■ **Job**:
Identify every line in the data entries below that contains the string "chopstick", and copy each such line.

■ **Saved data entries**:
-- begin --
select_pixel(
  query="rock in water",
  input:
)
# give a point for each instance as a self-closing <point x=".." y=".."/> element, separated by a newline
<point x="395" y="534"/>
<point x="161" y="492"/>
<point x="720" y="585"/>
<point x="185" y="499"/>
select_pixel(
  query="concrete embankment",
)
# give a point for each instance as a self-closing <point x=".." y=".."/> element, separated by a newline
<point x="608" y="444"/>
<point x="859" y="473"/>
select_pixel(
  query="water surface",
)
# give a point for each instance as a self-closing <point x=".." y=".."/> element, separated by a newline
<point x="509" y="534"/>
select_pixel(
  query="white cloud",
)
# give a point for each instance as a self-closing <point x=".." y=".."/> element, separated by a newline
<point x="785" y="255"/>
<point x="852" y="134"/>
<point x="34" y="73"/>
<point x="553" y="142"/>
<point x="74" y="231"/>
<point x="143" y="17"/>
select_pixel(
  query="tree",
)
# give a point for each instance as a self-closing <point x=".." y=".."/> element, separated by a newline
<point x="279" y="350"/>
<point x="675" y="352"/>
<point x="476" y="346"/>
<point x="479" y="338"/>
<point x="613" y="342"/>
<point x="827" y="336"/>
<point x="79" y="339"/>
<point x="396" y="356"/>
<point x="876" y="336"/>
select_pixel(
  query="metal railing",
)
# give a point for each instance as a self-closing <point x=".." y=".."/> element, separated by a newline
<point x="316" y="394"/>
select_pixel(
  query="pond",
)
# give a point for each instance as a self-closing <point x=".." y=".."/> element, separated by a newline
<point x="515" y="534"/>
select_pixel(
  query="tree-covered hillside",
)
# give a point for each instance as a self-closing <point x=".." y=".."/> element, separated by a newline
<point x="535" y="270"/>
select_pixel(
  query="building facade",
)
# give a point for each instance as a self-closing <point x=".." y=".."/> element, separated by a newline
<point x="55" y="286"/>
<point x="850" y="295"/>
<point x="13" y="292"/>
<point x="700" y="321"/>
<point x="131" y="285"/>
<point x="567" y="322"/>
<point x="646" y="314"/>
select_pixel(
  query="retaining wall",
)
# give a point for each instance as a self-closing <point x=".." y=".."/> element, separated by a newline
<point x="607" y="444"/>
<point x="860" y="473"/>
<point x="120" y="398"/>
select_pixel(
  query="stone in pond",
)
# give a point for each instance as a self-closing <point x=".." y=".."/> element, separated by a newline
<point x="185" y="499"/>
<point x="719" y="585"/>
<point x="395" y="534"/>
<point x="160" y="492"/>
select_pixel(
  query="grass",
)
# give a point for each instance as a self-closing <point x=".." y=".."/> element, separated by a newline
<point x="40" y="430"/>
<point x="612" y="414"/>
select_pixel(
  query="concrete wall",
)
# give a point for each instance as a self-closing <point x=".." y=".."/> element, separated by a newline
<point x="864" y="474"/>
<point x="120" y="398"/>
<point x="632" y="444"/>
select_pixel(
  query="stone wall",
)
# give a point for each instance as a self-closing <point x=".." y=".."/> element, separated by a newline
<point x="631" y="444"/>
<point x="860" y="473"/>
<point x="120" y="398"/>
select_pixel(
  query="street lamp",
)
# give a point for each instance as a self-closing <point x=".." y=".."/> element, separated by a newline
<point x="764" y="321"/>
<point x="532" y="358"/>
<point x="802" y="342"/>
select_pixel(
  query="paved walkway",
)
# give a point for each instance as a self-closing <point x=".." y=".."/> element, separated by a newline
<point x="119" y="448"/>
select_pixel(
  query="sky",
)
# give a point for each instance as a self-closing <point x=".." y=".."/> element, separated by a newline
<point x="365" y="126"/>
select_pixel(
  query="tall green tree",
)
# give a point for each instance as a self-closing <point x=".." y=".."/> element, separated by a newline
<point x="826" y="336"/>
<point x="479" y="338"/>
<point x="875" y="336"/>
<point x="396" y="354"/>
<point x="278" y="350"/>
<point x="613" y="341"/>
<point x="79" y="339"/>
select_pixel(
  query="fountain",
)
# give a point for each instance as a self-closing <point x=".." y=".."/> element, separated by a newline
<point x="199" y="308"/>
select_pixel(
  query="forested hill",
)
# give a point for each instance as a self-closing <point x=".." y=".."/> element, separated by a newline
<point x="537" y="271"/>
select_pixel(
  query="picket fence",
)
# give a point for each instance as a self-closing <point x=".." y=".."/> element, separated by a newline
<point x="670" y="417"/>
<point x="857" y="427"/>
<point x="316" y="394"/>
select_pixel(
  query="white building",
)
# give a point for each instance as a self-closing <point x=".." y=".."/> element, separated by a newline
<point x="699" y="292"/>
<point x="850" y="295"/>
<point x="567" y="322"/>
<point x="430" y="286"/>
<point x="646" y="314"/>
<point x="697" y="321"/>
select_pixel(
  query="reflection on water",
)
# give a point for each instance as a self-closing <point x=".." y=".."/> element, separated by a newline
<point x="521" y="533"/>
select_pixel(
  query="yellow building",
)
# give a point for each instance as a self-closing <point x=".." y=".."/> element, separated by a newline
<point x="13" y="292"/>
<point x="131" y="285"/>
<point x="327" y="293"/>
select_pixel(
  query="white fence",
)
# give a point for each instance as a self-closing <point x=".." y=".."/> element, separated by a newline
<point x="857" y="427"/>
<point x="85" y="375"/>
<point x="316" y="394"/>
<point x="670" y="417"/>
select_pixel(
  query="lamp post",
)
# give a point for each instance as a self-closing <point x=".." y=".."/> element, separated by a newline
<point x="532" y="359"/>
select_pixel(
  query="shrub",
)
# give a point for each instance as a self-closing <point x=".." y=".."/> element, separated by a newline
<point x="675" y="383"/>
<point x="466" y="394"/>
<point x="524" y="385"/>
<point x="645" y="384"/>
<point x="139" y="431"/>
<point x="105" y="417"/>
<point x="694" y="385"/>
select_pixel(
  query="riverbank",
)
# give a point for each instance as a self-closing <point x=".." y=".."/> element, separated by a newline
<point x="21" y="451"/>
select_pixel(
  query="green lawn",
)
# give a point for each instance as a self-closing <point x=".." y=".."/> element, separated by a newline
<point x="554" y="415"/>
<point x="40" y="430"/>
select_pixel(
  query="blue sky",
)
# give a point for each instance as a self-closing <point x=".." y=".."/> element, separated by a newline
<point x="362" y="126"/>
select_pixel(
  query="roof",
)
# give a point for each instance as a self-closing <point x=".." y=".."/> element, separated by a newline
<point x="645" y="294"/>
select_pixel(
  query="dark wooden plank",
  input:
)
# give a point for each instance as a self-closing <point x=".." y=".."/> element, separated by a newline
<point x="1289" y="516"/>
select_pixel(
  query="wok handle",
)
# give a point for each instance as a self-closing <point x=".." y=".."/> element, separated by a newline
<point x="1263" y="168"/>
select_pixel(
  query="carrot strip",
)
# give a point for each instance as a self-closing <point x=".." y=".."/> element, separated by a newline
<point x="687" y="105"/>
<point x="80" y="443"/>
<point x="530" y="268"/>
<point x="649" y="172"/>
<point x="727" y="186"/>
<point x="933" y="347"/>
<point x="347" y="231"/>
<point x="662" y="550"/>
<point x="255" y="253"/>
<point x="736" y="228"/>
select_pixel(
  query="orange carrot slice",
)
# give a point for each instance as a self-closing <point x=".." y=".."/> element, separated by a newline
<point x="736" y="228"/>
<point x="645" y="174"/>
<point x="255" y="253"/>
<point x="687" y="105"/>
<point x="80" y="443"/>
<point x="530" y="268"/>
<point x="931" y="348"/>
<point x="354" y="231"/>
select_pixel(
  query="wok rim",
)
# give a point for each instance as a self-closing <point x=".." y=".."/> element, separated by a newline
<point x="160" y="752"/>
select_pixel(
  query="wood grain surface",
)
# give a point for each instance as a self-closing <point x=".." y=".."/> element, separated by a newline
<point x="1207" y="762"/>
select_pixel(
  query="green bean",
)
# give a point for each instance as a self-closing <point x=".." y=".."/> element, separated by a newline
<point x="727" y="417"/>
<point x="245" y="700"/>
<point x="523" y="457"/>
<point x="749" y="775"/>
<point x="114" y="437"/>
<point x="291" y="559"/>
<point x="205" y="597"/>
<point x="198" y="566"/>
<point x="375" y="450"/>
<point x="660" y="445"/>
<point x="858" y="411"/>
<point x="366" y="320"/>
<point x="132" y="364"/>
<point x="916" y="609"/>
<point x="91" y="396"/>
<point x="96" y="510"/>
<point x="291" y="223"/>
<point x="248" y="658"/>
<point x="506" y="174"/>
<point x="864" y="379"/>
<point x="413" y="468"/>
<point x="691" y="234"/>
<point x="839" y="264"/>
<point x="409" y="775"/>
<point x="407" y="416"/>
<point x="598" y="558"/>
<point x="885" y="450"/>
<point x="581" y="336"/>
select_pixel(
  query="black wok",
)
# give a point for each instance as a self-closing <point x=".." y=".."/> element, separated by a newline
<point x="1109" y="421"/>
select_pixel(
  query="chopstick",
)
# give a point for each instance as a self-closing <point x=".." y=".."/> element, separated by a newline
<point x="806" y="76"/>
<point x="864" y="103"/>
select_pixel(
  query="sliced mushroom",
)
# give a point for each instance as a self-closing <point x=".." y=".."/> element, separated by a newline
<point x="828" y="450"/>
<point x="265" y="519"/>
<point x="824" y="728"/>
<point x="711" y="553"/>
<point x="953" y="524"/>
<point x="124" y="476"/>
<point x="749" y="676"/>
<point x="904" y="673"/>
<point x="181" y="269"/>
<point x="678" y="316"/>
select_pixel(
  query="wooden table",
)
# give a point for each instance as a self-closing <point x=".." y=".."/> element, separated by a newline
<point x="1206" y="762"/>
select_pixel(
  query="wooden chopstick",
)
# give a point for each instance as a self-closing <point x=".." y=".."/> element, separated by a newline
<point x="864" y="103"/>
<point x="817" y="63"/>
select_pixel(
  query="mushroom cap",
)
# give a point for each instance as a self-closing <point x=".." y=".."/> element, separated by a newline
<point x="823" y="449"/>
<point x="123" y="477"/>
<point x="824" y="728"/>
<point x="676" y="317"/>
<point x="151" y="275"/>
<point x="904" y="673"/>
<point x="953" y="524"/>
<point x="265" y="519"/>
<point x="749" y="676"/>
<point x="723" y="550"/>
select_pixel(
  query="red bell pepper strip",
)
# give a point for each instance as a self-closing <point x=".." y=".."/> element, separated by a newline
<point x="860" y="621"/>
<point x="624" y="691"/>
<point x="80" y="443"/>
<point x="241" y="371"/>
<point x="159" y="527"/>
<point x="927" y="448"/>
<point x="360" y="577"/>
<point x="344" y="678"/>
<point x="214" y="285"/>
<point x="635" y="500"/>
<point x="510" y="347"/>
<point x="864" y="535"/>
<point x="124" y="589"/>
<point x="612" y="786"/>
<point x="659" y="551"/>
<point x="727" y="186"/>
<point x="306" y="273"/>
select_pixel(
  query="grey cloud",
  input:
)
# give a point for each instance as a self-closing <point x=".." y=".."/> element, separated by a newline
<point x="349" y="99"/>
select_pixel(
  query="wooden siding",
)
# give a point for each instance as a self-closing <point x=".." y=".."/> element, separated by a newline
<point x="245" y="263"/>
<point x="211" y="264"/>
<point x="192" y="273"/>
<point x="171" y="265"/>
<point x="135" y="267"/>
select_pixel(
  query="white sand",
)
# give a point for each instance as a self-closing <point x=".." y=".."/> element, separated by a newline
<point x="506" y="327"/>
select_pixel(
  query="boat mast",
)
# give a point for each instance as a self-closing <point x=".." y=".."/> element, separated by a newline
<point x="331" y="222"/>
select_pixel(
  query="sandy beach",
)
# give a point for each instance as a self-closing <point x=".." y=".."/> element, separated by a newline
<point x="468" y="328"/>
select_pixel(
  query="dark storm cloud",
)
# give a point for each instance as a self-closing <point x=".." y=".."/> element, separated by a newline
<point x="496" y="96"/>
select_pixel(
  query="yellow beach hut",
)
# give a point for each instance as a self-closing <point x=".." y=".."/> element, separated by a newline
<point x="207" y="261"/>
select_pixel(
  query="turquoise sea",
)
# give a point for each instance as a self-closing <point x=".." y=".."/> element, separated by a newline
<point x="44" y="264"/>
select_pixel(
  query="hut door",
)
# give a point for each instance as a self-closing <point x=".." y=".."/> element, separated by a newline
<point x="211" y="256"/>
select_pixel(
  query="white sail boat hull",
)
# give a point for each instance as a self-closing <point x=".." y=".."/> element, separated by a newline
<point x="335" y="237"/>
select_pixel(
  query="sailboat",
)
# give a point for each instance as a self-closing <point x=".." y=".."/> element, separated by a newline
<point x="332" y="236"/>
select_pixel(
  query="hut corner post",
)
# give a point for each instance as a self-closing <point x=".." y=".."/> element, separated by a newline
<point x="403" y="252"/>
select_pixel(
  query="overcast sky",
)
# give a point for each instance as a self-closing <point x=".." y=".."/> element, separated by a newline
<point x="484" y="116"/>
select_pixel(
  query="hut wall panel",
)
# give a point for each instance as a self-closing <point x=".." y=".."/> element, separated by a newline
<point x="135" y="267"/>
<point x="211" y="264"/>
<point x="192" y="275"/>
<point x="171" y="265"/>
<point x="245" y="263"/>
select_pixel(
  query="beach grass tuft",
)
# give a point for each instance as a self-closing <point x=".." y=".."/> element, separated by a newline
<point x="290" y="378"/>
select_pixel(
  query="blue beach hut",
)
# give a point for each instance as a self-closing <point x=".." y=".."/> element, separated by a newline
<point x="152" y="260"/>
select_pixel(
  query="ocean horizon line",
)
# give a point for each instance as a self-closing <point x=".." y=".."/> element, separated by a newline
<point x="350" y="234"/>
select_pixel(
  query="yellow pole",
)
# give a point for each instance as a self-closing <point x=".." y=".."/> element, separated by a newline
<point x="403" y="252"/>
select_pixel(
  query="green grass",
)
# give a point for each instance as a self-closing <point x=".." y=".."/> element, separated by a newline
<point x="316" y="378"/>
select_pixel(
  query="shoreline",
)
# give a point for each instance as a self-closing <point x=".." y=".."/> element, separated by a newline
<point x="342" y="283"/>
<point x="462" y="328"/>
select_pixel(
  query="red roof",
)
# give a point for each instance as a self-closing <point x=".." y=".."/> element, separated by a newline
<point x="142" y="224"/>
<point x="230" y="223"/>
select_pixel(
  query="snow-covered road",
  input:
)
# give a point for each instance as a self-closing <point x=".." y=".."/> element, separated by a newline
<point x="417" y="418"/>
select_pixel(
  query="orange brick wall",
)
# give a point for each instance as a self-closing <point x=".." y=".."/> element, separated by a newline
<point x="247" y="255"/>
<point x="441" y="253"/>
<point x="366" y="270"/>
-- end --
■ **Complete output**:
  query="chopstick",
  query="wooden chopstick",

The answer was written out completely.